◆ Direction ◆
From the introduction on exploring movement data, pull out the passage between "Movement of people" and "et al. 2018).", inclusive, copying it word for word.

1 Introduction

Movement of people and goods relates to many pressing issues, including climate change and increasing road traffic deaths (WHO 2018). Therefore, analysts and scientists from various domains, such as ecology, health, transport, and safety, collect and analyze movement data. They then face the challenge of extracting relevant information from the collected data. However, the wide range of domains, applications and analysis methods, as well as the rapidly expanding and often complex movement datasets present a major analysis challenge (Long et al. 2018).

Interactive and exploratory visual tools can help make sense of complex datasets. Exploratory data analysis (EDA), as established by Tukey (1977), aims to analyze datasets by summarizing their main characteristics to determine what information the data contains. As illustrated by Fig. 1, EDA thus helps to:

  • Suggest hypotheses about phenomena observed in the data and their causes.

  • Assess assumptions about the data collection and processing steps.

  • Select appropriate tools and techniques for further analysis.

  • Provide a basis for further data collection.

Fig. 1
figure 1

EDA within the broader data science framework (Graser 2020a)

In the specific context of movement data, Andrienko et al. (2013) provide an extensive overview of relevant EDA concepts and application examples that goes beyond what can be covered in a single paper. However, there is a lack of established EDA tools for movement data as well as a lack of literature on best practices for applying EDA concepts using commonly available data analysis tools. This limits many concepts to theoretical discussions or prototypical implementations that are not openly available to other researchers and data analysts. To address this gap, this article presents three open source technology stacks for the exploratory analysis of movement data and discusses their capabilities and limitations.

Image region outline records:
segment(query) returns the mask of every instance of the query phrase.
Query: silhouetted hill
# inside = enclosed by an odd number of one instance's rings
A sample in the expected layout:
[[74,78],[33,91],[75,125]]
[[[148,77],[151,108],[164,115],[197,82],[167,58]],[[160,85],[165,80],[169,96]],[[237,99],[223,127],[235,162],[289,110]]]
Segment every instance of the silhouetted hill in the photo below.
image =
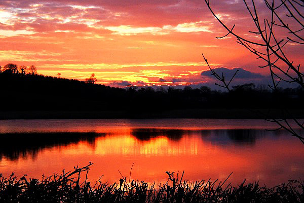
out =
[[300,88],[274,92],[265,87],[256,88],[253,84],[234,86],[230,92],[211,90],[205,86],[122,89],[76,80],[3,72],[0,99],[3,112],[120,111],[124,112],[123,117],[146,114],[145,117],[148,117],[149,114],[175,110],[302,109],[304,92]]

◆ Task output ◆
Movement of people and goods relates to many pressing issues, including climate change and increasing road traffic deaths (WHO 2018). Therefore, analysts and scientists from various domains, such as ecology, health, transport, and safety, collect and analyze movement data. They then face the challenge of extracting relevant information from the collected data. However, the wide range of domains, applications and analysis methods, as well as the rapidly expanding and often complex movement datasets present a major analysis challenge (Long et al. 2018).